+++ EXERCISE PASSAGE

Memories Of Pauley, The Duke And ‘T’
It was one of those emotional sports weekends for me, beginning with that final game at the soon-to-be renovated Pauley Pavilion.
To have it end the way it did, to have John Wooden’s great grandson, Tyler Trapani, be there, under the basket, to grab a missed shot and put in the final two points in the old building was surreal.
It was clearly an unforgettable final moment in UCLA’s most stirring victory of the year over Arizona.
You know, the easy way to explain it is to call it an extraordinary coincidence. But I’m sorry, this time it seems like more than that. This time it seems like the man whose overwhelming success prompted the building of Pauley somehow managed to work his magic once again.
To quote the greatest coach who ever lived, “Goodness gracious sakes alive,” what a wonderful way to have it all play out.
As one of the few who was on hand from the very beginning in Westwood, allow me to run a few of my favorite Pauley Pavilion highlights out there:
— Lew Alcindor’s debut on opening night at Pauley, when he and the best UCLA freshman team ever destroyed the two-time defending National Champion varsity and, many think, basically ruined their season before it even started.
— Alcindor’s varsity debut, with the hype going basically through the Pauley roof. All Lew did was score 56 points, dunking and swirling and demonstrating he was the most mobile big man ever. Alcindor and the Bruins went 30-0 that year and 88-2 over the next three, making it five national titles in six years for Wooden.
— Wooden’s first loss at Pauley — he only went 149-2 in the place — was the infamous slowdown game, brilliantly devised by USC coach Bob Boyd. The Trojans’ Ernie Powell won it, 46-44, with a jump shot at the buzzer. Wooden criticized the slowdown tactics in the days and months after, but many years later, in an interview for the book I wrote about him, he admitted if he had been playing against a center as dominant as Alcindor, he probably would have done the same thing.
— The debut of The Walton Gang. Many thought the Bruins dynasty was over after Alcindor and then Sidney Wicks, Curtis Rowe and Co. left. But they hadn’t seen the gifted, young redhead from San Diego who played the game with more enthusiasm than any of them. No one fully believed Walton, Keith Wilkes, Greg Lee et. al were the real thing until highly-ranked Ohio State came to Pauley in early 1971. The Walton Gang blew them away, 79-53, and proceeded to go 30-0 and win yet another National Championship for Wooden.

++++++
+++ SUPPLIED RECORDS

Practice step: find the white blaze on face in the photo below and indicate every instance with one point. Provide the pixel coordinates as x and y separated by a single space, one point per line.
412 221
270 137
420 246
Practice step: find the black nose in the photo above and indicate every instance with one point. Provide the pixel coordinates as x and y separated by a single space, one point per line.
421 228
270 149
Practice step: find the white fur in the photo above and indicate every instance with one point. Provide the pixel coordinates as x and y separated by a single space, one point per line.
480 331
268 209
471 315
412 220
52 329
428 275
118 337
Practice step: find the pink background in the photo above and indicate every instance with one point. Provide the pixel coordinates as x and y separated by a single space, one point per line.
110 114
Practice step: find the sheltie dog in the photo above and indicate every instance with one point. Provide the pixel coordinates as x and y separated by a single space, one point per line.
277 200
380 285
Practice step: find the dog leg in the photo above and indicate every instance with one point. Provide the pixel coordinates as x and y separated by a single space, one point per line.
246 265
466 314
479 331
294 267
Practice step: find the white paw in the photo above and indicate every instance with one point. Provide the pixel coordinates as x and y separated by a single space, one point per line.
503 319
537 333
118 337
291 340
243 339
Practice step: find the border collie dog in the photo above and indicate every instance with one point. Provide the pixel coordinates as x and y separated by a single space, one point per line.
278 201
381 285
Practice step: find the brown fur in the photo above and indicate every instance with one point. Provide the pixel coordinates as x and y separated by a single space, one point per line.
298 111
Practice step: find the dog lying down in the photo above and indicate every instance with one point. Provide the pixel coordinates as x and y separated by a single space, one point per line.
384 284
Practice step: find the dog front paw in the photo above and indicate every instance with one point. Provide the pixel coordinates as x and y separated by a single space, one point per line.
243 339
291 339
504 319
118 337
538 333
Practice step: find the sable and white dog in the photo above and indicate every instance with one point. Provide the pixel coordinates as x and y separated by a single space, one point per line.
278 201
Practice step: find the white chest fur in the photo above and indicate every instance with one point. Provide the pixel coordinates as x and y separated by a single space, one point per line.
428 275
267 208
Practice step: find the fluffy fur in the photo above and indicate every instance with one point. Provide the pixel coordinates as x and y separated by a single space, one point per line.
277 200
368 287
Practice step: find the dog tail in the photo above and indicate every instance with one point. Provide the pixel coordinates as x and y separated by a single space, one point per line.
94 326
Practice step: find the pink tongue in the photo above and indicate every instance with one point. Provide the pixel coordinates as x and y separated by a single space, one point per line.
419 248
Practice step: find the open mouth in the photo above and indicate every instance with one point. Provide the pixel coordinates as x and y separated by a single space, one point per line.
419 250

++++++

> **TASK INSTRUCTIONS**
Retype the Pauley Pavilion text word for word, everything from "It was clearly" down to "all play out.". Rely only on the text about Pauley Pavilion.

> **EXERCISE ANSWER**
It was clearly an unforgettable final moment in UCLA’s most stirring victory of the year over Arizona.
You know, the easy way to explain it is to call it an extraordinary coincidence. But I’m sorry, this time it seems like more than that. This time it seems like the man whose overwhelming success prompted the building of Pauley somehow managed to work his magic once again.
To quote the greatest coach who ever lived, “Goodness gracious sakes alive,” what a wonderful way to have it all play out.